** Opening RECORDS PROVIDED block **

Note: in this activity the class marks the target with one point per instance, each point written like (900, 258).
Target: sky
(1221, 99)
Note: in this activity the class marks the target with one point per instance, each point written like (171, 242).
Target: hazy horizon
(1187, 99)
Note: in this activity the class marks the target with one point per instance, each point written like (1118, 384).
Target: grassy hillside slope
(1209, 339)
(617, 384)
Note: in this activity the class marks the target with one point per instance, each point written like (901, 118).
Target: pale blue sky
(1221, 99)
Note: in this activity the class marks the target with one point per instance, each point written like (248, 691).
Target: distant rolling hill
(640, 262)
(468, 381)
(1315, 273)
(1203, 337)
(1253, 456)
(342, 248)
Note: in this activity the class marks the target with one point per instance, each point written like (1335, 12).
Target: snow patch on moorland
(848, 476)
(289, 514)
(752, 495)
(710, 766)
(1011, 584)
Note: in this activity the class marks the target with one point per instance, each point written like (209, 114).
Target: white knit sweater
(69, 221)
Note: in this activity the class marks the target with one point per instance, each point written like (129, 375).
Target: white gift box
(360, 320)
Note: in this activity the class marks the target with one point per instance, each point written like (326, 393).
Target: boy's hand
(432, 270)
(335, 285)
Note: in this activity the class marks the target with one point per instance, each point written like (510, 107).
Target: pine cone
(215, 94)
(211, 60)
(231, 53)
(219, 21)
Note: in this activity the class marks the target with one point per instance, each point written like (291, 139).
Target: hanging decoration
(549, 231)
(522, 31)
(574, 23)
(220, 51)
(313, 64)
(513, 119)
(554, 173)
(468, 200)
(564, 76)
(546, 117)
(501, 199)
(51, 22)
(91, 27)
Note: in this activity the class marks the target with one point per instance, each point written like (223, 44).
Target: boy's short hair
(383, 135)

** Closing RECORDS PROVIDED block **

TASK DETAILS – Your task is to reproduce the records in full, without any alteration.

ANSWER AREA –
Note: in this activity the class marks the target with one point per instance, each point written like (900, 258).
Target: sky
(1221, 99)
Note: in this activity the class marks the target with one point per instance, each point written like (171, 242).
Target: hazy horizon
(1187, 99)
Note: in this activity the class marks the target with one point per instance, each point written like (1118, 384).
Target: grassy hillside slope
(1209, 339)
(617, 384)
Note: in this activity the class marks the target with one point per instance, each point written like (901, 118).
Target: pale blue sky
(1221, 99)
Note: in this activity the class marks the target with one point per instance, each point written like (248, 691).
Target: distant rolling hill
(640, 262)
(468, 381)
(1315, 273)
(1203, 337)
(1253, 456)
(342, 248)
Note: in this activity the class marks the target with one point per instance, each point written like (1335, 12).
Target: snow patch on moorland
(848, 476)
(289, 514)
(752, 495)
(710, 766)
(1011, 584)
Note: in this activity the class marks the target with one point per instance, each point written like (209, 114).
Target: white knit sweater
(69, 221)
Note: in this activity the class marks the target with one point per instance, each point written like (129, 375).
Target: white gift box
(360, 320)
Note: in this activity the class marks the target with one point per instance, each point written like (326, 393).
Target: boy's hand
(432, 270)
(335, 285)
Note: in this activity the class marks the target with one point per instance, each point written like (510, 107).
Target: pine cone
(215, 94)
(211, 60)
(231, 53)
(219, 21)
Note: in this activity the class marks the target with one point per instance, each point written like (291, 139).
Target: hanging decoration
(549, 231)
(522, 31)
(574, 23)
(220, 51)
(313, 64)
(513, 119)
(554, 173)
(468, 200)
(564, 76)
(546, 117)
(501, 199)
(51, 22)
(91, 27)
Note: in this activity the class marks the target with one point per instance, each point written like (223, 44).
Target: boy's short hair
(383, 135)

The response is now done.